━━━ MATERIAL TO PROCESS

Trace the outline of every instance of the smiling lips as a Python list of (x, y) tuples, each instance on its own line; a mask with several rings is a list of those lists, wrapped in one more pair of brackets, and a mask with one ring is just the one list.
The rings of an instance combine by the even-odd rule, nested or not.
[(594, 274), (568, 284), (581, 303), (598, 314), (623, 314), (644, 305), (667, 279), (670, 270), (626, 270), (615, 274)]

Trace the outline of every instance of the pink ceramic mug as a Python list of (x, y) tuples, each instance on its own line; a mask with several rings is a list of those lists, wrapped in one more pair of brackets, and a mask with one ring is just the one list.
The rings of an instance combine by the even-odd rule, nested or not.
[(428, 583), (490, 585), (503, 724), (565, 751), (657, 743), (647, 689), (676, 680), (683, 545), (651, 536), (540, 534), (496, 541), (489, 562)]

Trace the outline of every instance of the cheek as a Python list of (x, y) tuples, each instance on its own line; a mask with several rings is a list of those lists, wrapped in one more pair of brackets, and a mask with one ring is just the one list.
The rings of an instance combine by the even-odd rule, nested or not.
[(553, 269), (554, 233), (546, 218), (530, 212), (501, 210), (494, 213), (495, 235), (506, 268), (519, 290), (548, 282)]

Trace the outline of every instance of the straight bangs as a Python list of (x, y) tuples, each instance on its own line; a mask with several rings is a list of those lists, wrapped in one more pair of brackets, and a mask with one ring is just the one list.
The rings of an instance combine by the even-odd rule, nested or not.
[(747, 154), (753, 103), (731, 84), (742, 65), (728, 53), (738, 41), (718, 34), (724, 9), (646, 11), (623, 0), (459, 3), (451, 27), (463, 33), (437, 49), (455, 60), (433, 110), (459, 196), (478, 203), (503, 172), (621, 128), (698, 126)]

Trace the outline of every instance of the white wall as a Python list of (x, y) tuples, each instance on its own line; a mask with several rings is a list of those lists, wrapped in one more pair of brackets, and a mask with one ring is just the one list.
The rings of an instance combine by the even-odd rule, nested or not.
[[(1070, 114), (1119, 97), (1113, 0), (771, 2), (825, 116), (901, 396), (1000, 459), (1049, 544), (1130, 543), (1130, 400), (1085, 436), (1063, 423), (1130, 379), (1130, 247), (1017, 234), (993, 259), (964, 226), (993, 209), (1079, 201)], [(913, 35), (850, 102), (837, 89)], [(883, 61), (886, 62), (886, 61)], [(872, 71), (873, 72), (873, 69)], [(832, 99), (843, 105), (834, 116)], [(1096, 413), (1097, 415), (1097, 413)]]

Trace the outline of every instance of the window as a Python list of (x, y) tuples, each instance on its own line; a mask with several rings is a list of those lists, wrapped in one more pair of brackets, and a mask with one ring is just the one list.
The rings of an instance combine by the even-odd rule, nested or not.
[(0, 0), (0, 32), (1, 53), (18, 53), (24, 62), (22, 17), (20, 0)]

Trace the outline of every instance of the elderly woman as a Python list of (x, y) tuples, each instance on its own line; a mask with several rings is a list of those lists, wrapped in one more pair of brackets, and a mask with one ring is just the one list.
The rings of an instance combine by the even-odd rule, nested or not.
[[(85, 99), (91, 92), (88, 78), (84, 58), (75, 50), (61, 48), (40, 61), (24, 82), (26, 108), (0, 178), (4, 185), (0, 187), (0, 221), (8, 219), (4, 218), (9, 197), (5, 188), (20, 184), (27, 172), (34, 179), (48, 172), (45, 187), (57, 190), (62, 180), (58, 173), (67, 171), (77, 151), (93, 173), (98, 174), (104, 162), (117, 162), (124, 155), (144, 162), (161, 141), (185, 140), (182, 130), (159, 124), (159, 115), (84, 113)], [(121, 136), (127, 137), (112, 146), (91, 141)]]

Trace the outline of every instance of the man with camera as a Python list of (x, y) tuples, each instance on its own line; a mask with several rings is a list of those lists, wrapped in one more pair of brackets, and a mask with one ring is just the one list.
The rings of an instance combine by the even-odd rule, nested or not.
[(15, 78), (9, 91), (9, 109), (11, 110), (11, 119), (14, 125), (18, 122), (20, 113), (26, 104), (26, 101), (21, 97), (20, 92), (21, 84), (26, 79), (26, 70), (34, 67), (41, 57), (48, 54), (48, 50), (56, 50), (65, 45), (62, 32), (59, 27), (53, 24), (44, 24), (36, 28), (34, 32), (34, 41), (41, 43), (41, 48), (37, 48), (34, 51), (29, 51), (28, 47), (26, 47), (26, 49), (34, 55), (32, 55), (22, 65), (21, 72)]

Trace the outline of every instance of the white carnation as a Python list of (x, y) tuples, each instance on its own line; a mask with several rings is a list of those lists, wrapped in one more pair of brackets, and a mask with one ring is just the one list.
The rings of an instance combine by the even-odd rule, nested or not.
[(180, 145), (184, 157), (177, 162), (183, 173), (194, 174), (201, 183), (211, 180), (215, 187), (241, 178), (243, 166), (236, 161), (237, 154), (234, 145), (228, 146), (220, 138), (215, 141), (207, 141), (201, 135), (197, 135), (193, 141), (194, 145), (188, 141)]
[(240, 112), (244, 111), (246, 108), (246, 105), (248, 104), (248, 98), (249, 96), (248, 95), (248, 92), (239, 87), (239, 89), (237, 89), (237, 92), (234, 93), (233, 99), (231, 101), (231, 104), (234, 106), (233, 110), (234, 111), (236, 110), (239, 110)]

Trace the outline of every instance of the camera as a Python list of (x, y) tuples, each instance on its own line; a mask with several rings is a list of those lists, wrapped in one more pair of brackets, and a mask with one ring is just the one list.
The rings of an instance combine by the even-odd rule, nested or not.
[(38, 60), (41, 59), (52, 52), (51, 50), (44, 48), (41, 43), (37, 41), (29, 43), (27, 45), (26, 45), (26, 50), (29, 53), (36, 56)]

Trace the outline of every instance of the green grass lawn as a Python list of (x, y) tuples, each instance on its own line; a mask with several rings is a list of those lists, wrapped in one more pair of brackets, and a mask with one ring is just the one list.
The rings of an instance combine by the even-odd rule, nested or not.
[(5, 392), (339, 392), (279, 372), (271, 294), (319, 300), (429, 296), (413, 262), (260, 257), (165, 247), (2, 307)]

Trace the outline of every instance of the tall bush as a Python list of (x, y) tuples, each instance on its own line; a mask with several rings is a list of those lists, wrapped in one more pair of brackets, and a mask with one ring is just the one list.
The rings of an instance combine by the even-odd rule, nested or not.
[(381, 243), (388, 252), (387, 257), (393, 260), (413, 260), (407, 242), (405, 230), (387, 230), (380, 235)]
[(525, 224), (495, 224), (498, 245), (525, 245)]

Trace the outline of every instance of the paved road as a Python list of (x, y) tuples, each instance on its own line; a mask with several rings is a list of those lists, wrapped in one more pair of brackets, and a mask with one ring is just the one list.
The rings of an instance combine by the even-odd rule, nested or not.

━━━━━━

▶ STATED GOAL: Reproduce, character for character, the lines running from the one containing "Trace the outline of every instance of the tall" through the last line above, including both of those lines.

▶ WRITTEN RESPONSE:
Trace the outline of every instance of the tall bush as a Python list of (x, y) tuples, each instance on its own line; a mask with several rings is a list of those lists, wrapped in one more pair of brackets, and a mask with one ring is just the one list.
The rings of an instance combine by the even-odd rule, nested or not.
[(381, 243), (388, 252), (387, 257), (393, 260), (413, 260), (407, 242), (405, 230), (387, 230), (380, 235)]
[(525, 224), (495, 224), (498, 245), (525, 245)]

Trace the outline of every instance of the paved road as a Python list of (x, y) tuples, each instance on its own line; a mask with several rings is a list of those lists, wrapped in one more pair of brackets, and a mask with one ring is just the one list.
The rings of an instance combine by the even-odd rule, nested or not.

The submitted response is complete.